Exercises =>
1. Answer these questions about the article on art during the pandemic:
(a) Over which dates did the Instagram account managed by Giada Pellicari offer its virtual exhibition?
(b) What does the Dutch account Tussen Kunst & Quarantine invite submissions of?
(c) Which painting did Melanie Marsman adapt, and who painted it?
2. Who are all the people named in the article on art during the pandemic?

+++ Document excerpt

The Art Coming Out of a Pandemic

Liz Catalano
Published on

Museums, galleries, and auction houses are all feeling the pressure of the paused economy. However, contemporary artists must also navigate new creative spaces and challenges during the COVID-19 outbreak. From wry humor to political activism, many are making the most of their time in quarantine.

Melanie Marsman’s adaptation of Salome with the Head of the Baptist by Mariano Salvador Maella (1761). Image from Instagram
Melanie Marsman’s adaptation of Salome with the Head of the Baptist by Mariano Salvador Maella (1761). Image from Instagram

Social media platforms such as Instagram and Facebook have become increasingly important to many artists as galleries close their doors. From March 10th to April 3rd, an Instagram account managed by art consultant Giada Pellicari offered a virtual exhibition exploring life in isolation. Italian artists experiencing the pandemic’s European wave produced sketches, sculptures, and performance art for Instagram. A Dutch account titled Tussen Kunst & Quarantine (Between Art and Quarantine) invites photography submissions that imitate classical masterpieces.

++++++
+++ Dataset

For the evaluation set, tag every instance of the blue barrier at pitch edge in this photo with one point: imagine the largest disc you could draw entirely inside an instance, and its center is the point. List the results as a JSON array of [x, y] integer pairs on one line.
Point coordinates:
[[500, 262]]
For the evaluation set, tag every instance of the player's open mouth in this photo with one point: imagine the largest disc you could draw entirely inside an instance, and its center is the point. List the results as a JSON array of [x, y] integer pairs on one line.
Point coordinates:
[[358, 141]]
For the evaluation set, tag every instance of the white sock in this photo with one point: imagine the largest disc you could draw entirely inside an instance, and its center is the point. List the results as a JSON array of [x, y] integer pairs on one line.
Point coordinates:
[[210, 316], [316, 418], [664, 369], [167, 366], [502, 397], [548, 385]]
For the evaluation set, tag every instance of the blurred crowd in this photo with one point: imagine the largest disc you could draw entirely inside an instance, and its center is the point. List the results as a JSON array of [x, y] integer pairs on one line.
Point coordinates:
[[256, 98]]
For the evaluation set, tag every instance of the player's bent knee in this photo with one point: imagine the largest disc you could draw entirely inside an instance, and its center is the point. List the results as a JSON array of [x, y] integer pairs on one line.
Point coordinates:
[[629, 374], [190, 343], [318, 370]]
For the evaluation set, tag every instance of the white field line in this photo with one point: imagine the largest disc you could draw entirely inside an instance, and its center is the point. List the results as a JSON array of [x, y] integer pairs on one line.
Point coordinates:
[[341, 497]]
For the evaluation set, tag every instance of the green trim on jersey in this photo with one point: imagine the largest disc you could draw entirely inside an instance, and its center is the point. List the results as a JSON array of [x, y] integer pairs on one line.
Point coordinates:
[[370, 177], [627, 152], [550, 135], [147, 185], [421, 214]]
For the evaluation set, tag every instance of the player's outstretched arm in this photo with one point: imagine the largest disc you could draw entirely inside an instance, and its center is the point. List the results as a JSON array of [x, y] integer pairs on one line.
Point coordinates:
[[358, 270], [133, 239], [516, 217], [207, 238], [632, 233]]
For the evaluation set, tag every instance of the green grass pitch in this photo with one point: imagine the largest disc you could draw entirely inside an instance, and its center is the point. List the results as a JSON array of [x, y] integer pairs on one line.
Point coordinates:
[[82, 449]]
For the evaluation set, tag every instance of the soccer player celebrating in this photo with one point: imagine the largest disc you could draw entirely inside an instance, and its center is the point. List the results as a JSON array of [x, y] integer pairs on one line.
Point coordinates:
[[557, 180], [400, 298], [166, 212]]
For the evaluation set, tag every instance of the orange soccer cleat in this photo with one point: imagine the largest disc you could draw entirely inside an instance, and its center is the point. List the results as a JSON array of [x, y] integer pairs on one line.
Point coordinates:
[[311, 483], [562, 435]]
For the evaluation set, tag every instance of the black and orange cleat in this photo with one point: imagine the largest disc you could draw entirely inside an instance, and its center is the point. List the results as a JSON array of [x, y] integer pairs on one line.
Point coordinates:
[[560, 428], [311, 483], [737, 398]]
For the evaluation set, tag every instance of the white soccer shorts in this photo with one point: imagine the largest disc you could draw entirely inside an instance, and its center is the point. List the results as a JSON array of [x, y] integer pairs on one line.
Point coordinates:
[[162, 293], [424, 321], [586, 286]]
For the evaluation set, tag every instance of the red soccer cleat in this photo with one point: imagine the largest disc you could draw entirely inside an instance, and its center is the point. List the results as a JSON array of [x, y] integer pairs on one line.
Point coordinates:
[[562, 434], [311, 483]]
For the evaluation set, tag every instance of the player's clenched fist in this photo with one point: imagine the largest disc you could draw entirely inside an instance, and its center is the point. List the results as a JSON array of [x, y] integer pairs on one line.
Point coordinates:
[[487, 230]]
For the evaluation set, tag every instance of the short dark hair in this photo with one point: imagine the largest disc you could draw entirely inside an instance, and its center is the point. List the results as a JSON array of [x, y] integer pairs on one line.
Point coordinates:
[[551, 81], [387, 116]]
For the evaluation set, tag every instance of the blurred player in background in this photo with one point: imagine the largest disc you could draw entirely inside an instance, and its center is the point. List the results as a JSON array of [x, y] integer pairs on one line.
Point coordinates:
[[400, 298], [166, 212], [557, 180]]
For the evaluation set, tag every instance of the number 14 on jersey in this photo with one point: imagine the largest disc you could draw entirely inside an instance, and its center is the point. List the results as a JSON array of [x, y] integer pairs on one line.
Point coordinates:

++++++

Solved problems =>
1.
(a) March 10th to April 3rd.
(b) Photographs that imitate classical masterpieces.
(c) Salome with the Head of the Baptist, painted by Mariano Salvador Maella (1761).

2.
Liz Catalano
Melanie Marsman
Mariano Salvador Maella
Giada Pellicari